WORK TO DO:
Everything from the line that holds "soil in this photo." through the end of the data below should be output exactly, both ends included.

Collected data entries:

..........

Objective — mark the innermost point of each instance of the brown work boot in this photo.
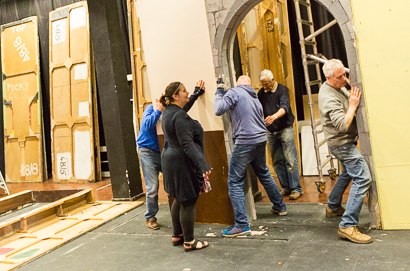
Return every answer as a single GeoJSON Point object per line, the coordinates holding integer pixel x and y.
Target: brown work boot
{"type": "Point", "coordinates": [330, 213]}
{"type": "Point", "coordinates": [354, 235]}
{"type": "Point", "coordinates": [295, 195]}
{"type": "Point", "coordinates": [152, 224]}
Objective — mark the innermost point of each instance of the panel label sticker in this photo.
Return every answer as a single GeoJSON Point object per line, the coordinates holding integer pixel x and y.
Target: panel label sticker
{"type": "Point", "coordinates": [64, 171]}
{"type": "Point", "coordinates": [59, 34]}
{"type": "Point", "coordinates": [78, 18]}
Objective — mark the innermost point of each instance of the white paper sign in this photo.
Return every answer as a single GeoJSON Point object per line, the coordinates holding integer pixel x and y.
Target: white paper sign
{"type": "Point", "coordinates": [83, 109]}
{"type": "Point", "coordinates": [82, 157]}
{"type": "Point", "coordinates": [78, 18]}
{"type": "Point", "coordinates": [80, 71]}
{"type": "Point", "coordinates": [64, 171]}
{"type": "Point", "coordinates": [59, 35]}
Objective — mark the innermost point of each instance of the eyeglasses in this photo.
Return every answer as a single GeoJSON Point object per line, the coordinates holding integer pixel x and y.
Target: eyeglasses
{"type": "Point", "coordinates": [176, 90]}
{"type": "Point", "coordinates": [341, 76]}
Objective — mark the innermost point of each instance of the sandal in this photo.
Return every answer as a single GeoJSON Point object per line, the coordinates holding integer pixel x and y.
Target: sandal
{"type": "Point", "coordinates": [191, 247]}
{"type": "Point", "coordinates": [179, 242]}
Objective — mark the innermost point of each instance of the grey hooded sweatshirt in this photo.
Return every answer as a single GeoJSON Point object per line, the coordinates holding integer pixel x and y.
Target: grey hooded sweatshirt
{"type": "Point", "coordinates": [248, 125]}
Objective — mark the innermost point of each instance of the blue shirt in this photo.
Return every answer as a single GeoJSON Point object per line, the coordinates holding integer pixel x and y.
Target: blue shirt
{"type": "Point", "coordinates": [147, 136]}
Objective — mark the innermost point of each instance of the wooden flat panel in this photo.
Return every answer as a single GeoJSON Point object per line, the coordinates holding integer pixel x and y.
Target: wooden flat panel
{"type": "Point", "coordinates": [71, 95]}
{"type": "Point", "coordinates": [16, 200]}
{"type": "Point", "coordinates": [24, 154]}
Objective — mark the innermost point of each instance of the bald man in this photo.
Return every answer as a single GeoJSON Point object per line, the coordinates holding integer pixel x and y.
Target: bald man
{"type": "Point", "coordinates": [249, 136]}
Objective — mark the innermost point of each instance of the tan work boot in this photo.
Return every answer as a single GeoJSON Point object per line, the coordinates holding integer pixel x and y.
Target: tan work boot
{"type": "Point", "coordinates": [152, 224]}
{"type": "Point", "coordinates": [295, 195]}
{"type": "Point", "coordinates": [330, 213]}
{"type": "Point", "coordinates": [354, 235]}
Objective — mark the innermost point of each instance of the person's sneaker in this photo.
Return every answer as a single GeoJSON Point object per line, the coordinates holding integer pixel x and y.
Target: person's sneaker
{"type": "Point", "coordinates": [279, 213]}
{"type": "Point", "coordinates": [330, 213]}
{"type": "Point", "coordinates": [354, 235]}
{"type": "Point", "coordinates": [152, 224]}
{"type": "Point", "coordinates": [236, 231]}
{"type": "Point", "coordinates": [295, 195]}
{"type": "Point", "coordinates": [283, 192]}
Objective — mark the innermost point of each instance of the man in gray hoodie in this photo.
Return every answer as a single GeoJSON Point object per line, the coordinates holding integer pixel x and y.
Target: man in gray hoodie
{"type": "Point", "coordinates": [337, 109]}
{"type": "Point", "coordinates": [249, 136]}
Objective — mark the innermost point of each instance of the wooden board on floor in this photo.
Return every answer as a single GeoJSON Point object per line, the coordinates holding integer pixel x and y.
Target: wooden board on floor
{"type": "Point", "coordinates": [71, 96]}
{"type": "Point", "coordinates": [14, 201]}
{"type": "Point", "coordinates": [22, 113]}
{"type": "Point", "coordinates": [57, 229]}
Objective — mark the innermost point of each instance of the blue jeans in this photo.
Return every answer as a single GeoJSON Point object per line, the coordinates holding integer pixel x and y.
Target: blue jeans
{"type": "Point", "coordinates": [242, 156]}
{"type": "Point", "coordinates": [354, 167]}
{"type": "Point", "coordinates": [285, 159]}
{"type": "Point", "coordinates": [151, 167]}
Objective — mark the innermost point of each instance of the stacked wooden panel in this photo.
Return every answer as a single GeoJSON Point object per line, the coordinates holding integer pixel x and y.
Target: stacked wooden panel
{"type": "Point", "coordinates": [71, 97]}
{"type": "Point", "coordinates": [23, 131]}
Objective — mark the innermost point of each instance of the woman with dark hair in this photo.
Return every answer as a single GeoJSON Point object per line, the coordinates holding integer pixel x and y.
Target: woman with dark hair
{"type": "Point", "coordinates": [183, 163]}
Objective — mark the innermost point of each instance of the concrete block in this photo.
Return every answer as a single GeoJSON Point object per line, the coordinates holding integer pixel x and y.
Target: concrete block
{"type": "Point", "coordinates": [365, 146]}
{"type": "Point", "coordinates": [351, 54]}
{"type": "Point", "coordinates": [213, 5]}
{"type": "Point", "coordinates": [220, 33]}
{"type": "Point", "coordinates": [347, 34]}
{"type": "Point", "coordinates": [347, 7]}
{"type": "Point", "coordinates": [338, 12]}
{"type": "Point", "coordinates": [211, 26]}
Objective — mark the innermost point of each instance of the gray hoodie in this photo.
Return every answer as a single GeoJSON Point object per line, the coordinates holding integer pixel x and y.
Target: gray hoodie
{"type": "Point", "coordinates": [248, 125]}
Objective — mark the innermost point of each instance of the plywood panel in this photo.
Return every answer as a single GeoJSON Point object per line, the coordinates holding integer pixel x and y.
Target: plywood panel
{"type": "Point", "coordinates": [24, 155]}
{"type": "Point", "coordinates": [71, 95]}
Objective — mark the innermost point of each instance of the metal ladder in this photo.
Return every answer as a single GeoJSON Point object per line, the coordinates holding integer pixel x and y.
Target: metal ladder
{"type": "Point", "coordinates": [3, 184]}
{"type": "Point", "coordinates": [311, 41]}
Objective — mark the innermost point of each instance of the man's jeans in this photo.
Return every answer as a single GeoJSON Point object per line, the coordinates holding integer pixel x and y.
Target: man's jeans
{"type": "Point", "coordinates": [285, 159]}
{"type": "Point", "coordinates": [242, 156]}
{"type": "Point", "coordinates": [354, 167]}
{"type": "Point", "coordinates": [151, 167]}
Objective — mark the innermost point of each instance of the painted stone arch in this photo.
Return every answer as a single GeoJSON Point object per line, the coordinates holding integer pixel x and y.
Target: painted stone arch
{"type": "Point", "coordinates": [224, 18]}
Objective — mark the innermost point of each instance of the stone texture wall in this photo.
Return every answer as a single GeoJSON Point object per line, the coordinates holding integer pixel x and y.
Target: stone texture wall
{"type": "Point", "coordinates": [224, 17]}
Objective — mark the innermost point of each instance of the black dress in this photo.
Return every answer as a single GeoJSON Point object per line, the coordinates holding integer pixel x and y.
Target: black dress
{"type": "Point", "coordinates": [182, 158]}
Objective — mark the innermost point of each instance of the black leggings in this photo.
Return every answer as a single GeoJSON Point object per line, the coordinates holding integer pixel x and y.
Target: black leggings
{"type": "Point", "coordinates": [183, 218]}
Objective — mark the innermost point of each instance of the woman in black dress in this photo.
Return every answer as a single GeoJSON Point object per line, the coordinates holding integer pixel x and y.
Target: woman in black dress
{"type": "Point", "coordinates": [183, 163]}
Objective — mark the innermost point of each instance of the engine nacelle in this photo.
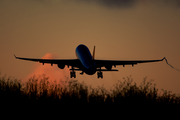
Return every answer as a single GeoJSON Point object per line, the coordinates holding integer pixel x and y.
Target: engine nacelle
{"type": "Point", "coordinates": [109, 67]}
{"type": "Point", "coordinates": [61, 66]}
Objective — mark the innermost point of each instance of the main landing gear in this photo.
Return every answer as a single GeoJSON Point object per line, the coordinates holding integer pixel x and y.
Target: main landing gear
{"type": "Point", "coordinates": [73, 74]}
{"type": "Point", "coordinates": [99, 74]}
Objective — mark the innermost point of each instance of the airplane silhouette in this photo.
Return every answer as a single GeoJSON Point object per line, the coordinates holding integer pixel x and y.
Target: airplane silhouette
{"type": "Point", "coordinates": [85, 62]}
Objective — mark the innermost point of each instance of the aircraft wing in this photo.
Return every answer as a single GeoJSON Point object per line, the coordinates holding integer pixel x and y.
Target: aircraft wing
{"type": "Point", "coordinates": [103, 63]}
{"type": "Point", "coordinates": [68, 62]}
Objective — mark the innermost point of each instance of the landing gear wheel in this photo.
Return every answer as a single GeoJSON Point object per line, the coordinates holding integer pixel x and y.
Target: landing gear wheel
{"type": "Point", "coordinates": [73, 74]}
{"type": "Point", "coordinates": [99, 74]}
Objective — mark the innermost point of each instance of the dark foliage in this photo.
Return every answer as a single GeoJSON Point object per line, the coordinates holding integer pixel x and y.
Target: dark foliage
{"type": "Point", "coordinates": [38, 95]}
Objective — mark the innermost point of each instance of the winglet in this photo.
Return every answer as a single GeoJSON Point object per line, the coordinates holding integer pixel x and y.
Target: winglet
{"type": "Point", "coordinates": [93, 53]}
{"type": "Point", "coordinates": [15, 56]}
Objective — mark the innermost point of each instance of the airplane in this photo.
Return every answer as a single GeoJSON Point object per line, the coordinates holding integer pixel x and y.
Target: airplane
{"type": "Point", "coordinates": [87, 63]}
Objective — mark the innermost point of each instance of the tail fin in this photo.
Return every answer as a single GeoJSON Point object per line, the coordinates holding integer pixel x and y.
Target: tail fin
{"type": "Point", "coordinates": [93, 53]}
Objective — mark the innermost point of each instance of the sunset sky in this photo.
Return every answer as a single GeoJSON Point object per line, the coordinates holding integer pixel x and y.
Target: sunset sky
{"type": "Point", "coordinates": [120, 30]}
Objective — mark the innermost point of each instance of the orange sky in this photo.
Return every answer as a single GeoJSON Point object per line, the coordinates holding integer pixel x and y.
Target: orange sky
{"type": "Point", "coordinates": [120, 31]}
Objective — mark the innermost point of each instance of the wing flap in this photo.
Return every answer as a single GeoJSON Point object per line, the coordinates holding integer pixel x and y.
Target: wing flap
{"type": "Point", "coordinates": [103, 63]}
{"type": "Point", "coordinates": [69, 62]}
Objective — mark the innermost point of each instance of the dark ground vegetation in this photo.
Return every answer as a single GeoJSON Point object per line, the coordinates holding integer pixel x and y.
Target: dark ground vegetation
{"type": "Point", "coordinates": [38, 95]}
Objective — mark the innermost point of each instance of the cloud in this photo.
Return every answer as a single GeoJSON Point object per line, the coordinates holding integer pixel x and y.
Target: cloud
{"type": "Point", "coordinates": [53, 72]}
{"type": "Point", "coordinates": [131, 3]}
{"type": "Point", "coordinates": [112, 3]}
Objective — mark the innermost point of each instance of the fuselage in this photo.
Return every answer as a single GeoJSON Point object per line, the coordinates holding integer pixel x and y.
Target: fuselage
{"type": "Point", "coordinates": [85, 57]}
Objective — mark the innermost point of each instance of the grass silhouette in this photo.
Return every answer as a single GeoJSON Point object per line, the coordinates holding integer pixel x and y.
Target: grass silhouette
{"type": "Point", "coordinates": [38, 94]}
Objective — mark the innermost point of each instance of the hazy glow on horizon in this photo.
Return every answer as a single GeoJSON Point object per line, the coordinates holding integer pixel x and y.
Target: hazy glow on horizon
{"type": "Point", "coordinates": [136, 30]}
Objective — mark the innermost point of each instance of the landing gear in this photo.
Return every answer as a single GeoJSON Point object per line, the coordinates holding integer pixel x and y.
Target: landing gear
{"type": "Point", "coordinates": [73, 74]}
{"type": "Point", "coordinates": [99, 74]}
{"type": "Point", "coordinates": [82, 73]}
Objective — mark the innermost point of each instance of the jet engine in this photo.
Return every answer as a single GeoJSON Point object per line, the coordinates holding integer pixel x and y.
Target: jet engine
{"type": "Point", "coordinates": [61, 66]}
{"type": "Point", "coordinates": [108, 67]}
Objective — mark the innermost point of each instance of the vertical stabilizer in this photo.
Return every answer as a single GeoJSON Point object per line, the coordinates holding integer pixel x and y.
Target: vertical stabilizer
{"type": "Point", "coordinates": [93, 52]}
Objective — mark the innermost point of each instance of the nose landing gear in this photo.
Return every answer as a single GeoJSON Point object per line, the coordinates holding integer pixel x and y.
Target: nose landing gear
{"type": "Point", "coordinates": [73, 74]}
{"type": "Point", "coordinates": [99, 74]}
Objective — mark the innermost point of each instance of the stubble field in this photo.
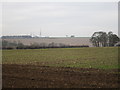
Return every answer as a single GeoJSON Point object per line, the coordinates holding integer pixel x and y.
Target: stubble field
{"type": "Point", "coordinates": [60, 67]}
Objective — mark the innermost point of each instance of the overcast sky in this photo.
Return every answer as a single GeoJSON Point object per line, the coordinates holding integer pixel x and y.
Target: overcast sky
{"type": "Point", "coordinates": [81, 19]}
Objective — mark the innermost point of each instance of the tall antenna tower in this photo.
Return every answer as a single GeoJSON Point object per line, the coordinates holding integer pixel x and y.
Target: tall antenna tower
{"type": "Point", "coordinates": [40, 32]}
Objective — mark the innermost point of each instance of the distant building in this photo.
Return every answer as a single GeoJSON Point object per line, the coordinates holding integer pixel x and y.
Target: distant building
{"type": "Point", "coordinates": [76, 41]}
{"type": "Point", "coordinates": [117, 44]}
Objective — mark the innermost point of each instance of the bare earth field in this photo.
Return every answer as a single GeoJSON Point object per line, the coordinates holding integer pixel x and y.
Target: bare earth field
{"type": "Point", "coordinates": [35, 76]}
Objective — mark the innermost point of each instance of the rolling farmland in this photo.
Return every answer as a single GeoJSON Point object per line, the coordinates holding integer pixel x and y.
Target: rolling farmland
{"type": "Point", "coordinates": [61, 67]}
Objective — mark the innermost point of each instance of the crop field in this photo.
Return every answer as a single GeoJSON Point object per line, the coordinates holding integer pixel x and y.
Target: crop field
{"type": "Point", "coordinates": [64, 57]}
{"type": "Point", "coordinates": [61, 67]}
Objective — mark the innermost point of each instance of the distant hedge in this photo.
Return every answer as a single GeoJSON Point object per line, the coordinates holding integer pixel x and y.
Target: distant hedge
{"type": "Point", "coordinates": [19, 45]}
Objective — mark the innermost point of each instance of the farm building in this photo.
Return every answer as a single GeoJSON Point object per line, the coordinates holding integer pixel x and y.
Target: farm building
{"type": "Point", "coordinates": [72, 41]}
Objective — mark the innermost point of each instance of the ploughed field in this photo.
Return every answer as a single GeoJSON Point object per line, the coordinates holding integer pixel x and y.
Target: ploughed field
{"type": "Point", "coordinates": [60, 67]}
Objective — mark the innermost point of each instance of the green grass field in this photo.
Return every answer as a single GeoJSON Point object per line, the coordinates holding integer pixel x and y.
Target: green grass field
{"type": "Point", "coordinates": [104, 58]}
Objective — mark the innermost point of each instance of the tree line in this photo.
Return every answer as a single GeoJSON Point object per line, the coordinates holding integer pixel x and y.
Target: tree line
{"type": "Point", "coordinates": [103, 39]}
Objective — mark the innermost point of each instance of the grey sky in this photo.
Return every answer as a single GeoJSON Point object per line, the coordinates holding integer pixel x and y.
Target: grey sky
{"type": "Point", "coordinates": [81, 19]}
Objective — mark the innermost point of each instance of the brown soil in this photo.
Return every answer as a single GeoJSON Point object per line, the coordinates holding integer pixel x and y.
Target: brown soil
{"type": "Point", "coordinates": [31, 76]}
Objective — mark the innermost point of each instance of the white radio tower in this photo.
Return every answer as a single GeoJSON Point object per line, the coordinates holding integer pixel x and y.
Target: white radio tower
{"type": "Point", "coordinates": [40, 32]}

..........

RESPONSE:
Objective — mark the innermost point of each instance of the brown soil in this photo.
Return every answer as a single GeoJSON Point object per line, the coordinates holding integer pixel x and y.
Target: brown soil
{"type": "Point", "coordinates": [31, 76]}
Objective — mark the innermost point of each instance of the white radio tower in this photo.
Return every answer as a single GeoJSON Point object per line, the coordinates holding integer pixel x and y.
Target: white radio tower
{"type": "Point", "coordinates": [40, 32]}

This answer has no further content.